Post by ThisIsMyUsername »

Ben Cole wrote:
ThisIsMyUsername wrote:
Jane Fairfax wrote:I guess since the set is posted, this is now open for discussion.
Wait, where is it posted? I don't see it in any of the packet archives.
Here. It's not labelled as "Lully," it's labelled as Chicago Open Arts Tournament.
Sorry. I could have sworn that wasn't there when I checked yesterday morning. Anyway....

I thought that this was going to be a longer post, because I had some specific complaints about the set that we played at Chicago. It was a little bit of a mixed bag: difficulty seemed to be all over the place, with many tossups easier than regular difficulty sitting next to canon-expanding very high difficulty questions. And I think all three of the closest matches I played were strongly and negatively affected by hoses and misplaced clues. The best questions, however, were very well chosen answers, well written. And it was, on the whole, one of my favorite quizbowl experiences.

Well, basically every question I was going to complain about has been removed or edited in the set that has been posted. And Shantanu appears to have mixed in the questions he read in the IRC to produce a more consistent level of high difficulty. This tournament in the published form is truly excellent (I speak of the music questions of course, I have insufficient knowledge of painting to judge). It contains what I think is the best set of music questions produced for any tournament I've played/read. I hope its approach to writing is seen as an example for future music question-writing, and that its answer choices filter down into becoming Nationals level canon.

++++++++++

Carry on the forum post about the Chicago Open Arts Tournament set from where it stops, in the same voice.

(Coordinate annotation records)
++++++++++

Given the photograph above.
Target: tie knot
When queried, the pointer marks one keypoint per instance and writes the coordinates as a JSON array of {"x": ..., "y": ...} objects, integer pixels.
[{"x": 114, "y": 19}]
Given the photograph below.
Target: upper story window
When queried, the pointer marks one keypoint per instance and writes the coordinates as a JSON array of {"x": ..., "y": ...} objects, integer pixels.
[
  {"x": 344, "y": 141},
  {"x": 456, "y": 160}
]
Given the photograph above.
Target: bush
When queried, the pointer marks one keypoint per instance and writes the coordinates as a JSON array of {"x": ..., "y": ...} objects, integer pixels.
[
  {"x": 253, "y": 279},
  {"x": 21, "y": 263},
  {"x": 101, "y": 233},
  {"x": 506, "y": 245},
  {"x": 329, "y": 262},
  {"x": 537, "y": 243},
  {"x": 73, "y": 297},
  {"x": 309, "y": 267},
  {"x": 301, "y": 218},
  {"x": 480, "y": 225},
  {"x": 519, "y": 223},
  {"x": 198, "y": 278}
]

++++++++++

**SOLVED EXERCISE:**
First and foremost, the answer choices: At the end of last semester, I made a list of all the really important pieces in the classical music world that I'd been expecting to see in packets since I started playing quizbowl, but never saw. It was a long enough list that I decided I would try to write a Fine Arts tournament sometime this year to try to break them into the canon. This tournament took down about two thirds of my list in one fell swoop. Chopin's Ballades, Schubert's Impromptus, Shostakovich's Tenth, the Bach Partitas and Sonatas, Bartok's String Quartets, common-link on the Serenade, Prokofiev's Piano Concertos, etc. I could go on. I've been waiting for these for a while, and I can't tell you how happy it made me to finally be able to answer questions on them. There seemed to be a particularly conscious effort to expand the chamber music, solo piano, and concerto canon, which is great.

I should also praise the answers choices in non-foreign film (Rear Window, Manhattan, Charade, etc.). I'm glad you tossed up mainstream American/British films with artistic merit, instead of tossing up only self-described art film and foreign films, as this is often neglected.

I was also very happy that music was treated as a performing art: that is, as an art in which significant interpretations (recordings and/or performances) in a piece's history matter. Recording clues are often some random recording given as a clue; these weren't.

There are still some problematic questions (some of them reflecting general problematic tendencies in quizbowl music question-writing). I'm going to look through the set again this weekend, and get back to you with specifics. But I don't want those criticisms to detract from my thanks to all three of you for writing this most enjoyable tournament.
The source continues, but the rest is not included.